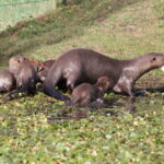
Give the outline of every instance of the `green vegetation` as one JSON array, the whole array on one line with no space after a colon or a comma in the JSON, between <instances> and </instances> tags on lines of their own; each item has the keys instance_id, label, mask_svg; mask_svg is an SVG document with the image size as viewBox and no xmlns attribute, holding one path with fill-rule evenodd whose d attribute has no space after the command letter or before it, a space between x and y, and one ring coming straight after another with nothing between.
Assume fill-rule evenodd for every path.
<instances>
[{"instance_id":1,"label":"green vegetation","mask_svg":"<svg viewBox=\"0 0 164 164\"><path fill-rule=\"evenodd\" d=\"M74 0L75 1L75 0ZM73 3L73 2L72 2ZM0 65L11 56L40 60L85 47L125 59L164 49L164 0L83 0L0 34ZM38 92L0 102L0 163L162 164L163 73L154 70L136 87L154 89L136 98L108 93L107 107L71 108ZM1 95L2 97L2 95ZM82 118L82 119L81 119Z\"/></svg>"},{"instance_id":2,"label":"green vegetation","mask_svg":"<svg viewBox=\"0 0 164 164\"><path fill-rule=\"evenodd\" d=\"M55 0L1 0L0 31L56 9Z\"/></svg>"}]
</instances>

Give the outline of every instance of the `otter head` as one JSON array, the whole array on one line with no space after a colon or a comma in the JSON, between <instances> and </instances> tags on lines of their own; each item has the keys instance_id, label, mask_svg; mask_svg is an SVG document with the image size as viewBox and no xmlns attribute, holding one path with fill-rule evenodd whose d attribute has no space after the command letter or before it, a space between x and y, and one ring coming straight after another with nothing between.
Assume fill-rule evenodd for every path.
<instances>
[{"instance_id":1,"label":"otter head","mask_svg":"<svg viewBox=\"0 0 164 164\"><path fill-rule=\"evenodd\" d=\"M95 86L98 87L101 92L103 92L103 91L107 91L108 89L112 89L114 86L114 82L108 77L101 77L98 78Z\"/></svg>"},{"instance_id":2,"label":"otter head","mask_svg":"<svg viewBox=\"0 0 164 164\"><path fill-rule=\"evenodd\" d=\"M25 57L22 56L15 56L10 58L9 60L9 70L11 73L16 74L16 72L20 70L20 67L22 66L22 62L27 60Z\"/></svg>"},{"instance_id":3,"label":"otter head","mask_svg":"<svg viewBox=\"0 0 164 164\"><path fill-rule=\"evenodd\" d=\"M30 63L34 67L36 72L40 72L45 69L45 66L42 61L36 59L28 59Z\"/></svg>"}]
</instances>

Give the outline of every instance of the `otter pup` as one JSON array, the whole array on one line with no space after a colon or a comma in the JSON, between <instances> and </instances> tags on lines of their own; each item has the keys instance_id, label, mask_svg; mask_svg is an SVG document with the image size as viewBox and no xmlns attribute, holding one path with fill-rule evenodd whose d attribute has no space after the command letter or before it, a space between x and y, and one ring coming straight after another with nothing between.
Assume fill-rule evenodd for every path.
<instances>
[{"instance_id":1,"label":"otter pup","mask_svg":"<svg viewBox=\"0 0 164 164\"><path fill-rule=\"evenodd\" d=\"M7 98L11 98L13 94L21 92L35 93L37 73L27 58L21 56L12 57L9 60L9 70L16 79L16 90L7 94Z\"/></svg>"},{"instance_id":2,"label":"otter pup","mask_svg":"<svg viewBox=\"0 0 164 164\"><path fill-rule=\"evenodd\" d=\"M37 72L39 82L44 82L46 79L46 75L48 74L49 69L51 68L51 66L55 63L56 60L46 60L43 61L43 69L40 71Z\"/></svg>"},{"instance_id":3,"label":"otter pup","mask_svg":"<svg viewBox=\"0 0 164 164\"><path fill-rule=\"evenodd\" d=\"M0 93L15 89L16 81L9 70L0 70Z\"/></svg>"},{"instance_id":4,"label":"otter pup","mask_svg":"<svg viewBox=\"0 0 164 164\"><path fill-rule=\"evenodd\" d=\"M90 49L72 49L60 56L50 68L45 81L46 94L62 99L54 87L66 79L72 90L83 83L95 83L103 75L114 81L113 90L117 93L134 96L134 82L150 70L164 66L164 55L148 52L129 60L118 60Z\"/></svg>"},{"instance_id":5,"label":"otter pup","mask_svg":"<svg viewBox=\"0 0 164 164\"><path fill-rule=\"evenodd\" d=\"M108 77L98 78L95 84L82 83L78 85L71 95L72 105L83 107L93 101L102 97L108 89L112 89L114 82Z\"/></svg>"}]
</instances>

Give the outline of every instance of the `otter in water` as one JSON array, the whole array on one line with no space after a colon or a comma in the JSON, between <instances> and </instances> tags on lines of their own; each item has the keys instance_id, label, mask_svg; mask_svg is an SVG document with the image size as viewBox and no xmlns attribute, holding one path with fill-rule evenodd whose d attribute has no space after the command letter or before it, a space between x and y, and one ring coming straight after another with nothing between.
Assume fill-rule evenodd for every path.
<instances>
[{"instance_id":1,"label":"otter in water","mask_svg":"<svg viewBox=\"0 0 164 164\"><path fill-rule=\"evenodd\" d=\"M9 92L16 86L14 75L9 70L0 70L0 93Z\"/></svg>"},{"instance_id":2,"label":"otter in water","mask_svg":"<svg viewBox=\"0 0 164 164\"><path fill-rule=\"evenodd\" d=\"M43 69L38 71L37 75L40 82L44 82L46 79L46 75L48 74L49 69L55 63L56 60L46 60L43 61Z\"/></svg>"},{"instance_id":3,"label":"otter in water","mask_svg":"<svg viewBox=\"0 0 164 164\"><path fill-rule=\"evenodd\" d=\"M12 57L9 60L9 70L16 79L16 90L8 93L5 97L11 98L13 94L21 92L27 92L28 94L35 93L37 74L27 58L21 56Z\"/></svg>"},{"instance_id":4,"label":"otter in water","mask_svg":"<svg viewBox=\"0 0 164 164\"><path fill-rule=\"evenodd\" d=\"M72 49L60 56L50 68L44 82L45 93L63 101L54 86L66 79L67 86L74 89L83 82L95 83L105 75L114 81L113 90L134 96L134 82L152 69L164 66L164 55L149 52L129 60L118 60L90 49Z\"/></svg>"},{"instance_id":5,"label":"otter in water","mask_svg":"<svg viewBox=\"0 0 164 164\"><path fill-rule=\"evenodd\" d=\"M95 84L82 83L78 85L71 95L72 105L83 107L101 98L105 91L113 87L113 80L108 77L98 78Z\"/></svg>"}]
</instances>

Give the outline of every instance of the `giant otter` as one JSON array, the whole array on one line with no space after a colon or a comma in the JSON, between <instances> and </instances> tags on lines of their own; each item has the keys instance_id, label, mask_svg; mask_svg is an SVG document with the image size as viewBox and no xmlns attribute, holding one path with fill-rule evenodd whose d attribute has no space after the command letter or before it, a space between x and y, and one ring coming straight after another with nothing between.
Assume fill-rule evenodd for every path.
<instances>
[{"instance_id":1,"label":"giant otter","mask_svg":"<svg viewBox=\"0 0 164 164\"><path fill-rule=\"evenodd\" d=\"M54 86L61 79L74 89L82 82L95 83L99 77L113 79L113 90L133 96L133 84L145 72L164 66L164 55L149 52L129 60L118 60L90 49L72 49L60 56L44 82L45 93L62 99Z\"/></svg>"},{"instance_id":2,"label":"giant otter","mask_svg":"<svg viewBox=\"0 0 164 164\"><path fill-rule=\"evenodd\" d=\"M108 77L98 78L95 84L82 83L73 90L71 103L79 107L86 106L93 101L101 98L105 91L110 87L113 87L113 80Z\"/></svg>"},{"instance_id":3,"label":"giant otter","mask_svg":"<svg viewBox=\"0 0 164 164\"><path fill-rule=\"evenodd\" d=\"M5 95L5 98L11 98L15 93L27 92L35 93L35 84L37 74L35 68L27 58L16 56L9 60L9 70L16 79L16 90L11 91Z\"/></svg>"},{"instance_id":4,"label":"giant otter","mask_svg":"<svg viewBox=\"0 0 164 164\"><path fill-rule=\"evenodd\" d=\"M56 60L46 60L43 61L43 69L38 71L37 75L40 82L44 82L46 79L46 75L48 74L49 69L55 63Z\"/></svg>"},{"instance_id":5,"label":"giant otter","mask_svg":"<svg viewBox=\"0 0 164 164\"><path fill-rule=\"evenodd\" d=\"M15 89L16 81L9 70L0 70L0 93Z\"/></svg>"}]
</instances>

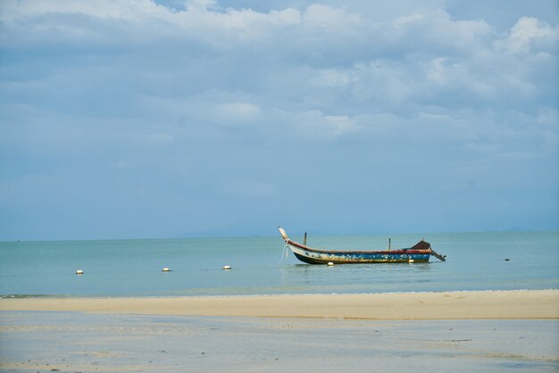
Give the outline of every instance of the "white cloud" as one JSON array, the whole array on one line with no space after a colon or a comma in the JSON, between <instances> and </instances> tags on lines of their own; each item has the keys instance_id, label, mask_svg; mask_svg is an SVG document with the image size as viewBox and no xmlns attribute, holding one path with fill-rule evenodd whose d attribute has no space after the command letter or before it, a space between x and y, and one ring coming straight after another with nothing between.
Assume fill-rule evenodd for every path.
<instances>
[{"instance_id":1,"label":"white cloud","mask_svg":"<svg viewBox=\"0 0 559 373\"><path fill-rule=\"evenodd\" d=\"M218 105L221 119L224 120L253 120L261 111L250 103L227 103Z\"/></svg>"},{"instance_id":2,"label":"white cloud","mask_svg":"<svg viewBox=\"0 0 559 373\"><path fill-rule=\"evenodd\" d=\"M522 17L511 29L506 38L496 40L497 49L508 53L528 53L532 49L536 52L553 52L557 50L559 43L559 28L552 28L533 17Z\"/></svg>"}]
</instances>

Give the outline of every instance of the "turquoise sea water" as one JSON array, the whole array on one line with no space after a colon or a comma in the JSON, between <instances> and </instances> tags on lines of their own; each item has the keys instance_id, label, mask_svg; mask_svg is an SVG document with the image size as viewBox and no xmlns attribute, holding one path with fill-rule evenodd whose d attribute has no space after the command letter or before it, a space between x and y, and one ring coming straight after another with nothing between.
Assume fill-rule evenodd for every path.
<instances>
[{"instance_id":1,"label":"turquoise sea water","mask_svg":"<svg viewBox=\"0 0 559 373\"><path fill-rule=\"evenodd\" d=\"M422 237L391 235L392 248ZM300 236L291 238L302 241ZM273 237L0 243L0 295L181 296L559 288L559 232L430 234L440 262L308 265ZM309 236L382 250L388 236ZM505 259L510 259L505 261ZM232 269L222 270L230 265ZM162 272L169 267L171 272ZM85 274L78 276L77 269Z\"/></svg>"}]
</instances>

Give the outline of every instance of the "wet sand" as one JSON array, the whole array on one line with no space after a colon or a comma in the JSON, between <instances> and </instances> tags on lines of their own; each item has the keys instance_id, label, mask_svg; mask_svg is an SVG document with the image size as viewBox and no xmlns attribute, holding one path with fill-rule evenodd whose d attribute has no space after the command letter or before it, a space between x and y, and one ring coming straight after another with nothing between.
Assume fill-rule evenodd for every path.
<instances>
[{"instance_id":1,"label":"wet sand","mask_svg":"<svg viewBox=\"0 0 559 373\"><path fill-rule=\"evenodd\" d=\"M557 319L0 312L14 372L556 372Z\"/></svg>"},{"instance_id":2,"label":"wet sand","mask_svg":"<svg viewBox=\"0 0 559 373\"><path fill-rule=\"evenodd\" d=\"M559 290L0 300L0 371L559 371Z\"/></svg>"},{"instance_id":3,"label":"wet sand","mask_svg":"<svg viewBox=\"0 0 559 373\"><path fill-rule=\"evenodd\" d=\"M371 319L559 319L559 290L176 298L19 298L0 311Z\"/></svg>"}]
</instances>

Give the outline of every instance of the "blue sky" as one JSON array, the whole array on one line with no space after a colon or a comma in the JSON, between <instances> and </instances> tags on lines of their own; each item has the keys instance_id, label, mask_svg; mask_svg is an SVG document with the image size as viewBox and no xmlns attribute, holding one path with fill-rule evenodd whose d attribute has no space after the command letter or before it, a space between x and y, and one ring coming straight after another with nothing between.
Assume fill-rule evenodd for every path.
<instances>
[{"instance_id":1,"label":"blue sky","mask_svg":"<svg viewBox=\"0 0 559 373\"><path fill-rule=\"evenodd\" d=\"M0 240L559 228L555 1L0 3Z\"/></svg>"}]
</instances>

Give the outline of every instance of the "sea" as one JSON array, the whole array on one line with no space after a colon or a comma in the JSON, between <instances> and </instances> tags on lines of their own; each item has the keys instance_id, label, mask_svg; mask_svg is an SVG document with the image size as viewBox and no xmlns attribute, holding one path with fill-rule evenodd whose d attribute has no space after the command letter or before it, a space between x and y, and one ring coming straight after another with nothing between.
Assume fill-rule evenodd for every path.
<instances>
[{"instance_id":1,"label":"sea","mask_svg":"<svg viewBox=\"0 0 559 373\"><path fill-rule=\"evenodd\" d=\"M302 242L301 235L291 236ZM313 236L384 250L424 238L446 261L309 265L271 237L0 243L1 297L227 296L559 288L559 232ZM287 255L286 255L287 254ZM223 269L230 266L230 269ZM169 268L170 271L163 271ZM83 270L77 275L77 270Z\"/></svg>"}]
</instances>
━━━━━━━━
YOUR INSTRUCTIONS:
Count the lines of the records that contain the string "turquoise", treating uppercase and lowercase as different. Reply with the number alone.

TASK ANSWER:
2